[YOUR GOAL] Find every line in the records below that contains the string "wall" and copy each of those lines.
═════ EXTRACTED RECORDS ═════
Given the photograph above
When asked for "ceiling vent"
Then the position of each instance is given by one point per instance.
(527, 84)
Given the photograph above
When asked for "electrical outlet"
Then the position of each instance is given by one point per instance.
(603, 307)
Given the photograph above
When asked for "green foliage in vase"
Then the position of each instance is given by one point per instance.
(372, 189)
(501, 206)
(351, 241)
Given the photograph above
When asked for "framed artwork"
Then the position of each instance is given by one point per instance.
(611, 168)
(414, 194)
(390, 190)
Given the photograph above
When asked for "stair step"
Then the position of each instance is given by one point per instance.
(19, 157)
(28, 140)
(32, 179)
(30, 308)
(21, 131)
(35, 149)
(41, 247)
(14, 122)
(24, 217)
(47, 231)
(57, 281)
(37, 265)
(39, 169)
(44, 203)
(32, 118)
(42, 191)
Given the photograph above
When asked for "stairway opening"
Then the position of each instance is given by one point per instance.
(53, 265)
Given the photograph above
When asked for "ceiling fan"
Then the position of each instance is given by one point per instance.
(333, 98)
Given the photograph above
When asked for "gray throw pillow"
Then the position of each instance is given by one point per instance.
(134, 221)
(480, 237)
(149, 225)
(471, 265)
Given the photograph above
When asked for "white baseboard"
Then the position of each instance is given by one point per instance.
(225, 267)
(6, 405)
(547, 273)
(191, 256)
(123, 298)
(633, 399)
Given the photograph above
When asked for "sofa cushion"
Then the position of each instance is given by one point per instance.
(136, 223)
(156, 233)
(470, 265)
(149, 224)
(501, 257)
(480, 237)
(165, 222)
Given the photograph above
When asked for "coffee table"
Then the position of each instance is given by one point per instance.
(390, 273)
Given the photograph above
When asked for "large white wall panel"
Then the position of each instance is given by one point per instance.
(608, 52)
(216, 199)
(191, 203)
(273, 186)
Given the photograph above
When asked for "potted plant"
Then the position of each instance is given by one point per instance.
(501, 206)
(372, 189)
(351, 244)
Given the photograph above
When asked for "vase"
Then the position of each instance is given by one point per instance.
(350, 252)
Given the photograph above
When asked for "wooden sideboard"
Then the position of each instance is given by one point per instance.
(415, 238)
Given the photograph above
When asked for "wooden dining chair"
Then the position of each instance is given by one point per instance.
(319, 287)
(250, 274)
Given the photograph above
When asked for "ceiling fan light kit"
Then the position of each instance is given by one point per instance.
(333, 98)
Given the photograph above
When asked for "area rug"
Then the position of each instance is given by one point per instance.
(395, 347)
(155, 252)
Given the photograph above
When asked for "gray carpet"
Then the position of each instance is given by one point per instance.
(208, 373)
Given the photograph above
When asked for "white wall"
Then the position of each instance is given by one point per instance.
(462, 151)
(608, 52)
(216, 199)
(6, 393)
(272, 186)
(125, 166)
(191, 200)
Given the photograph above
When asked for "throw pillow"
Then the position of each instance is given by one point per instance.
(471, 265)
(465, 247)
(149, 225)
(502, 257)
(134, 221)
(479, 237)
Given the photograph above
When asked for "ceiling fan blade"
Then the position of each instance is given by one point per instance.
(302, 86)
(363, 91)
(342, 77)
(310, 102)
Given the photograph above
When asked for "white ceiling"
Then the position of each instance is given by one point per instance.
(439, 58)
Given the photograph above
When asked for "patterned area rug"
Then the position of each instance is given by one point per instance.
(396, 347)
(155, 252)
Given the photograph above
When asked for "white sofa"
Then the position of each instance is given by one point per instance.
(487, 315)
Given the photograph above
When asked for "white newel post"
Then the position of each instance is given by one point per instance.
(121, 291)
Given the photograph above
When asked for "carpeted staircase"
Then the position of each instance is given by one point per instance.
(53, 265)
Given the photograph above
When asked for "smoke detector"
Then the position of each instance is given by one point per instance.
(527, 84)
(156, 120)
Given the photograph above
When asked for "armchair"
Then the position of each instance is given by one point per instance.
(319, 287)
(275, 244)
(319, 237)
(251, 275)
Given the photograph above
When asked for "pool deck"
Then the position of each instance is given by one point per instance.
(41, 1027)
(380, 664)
═════
[WRITTEN REPLY]
When asked for "large white wall panel"
When asked for "white wall"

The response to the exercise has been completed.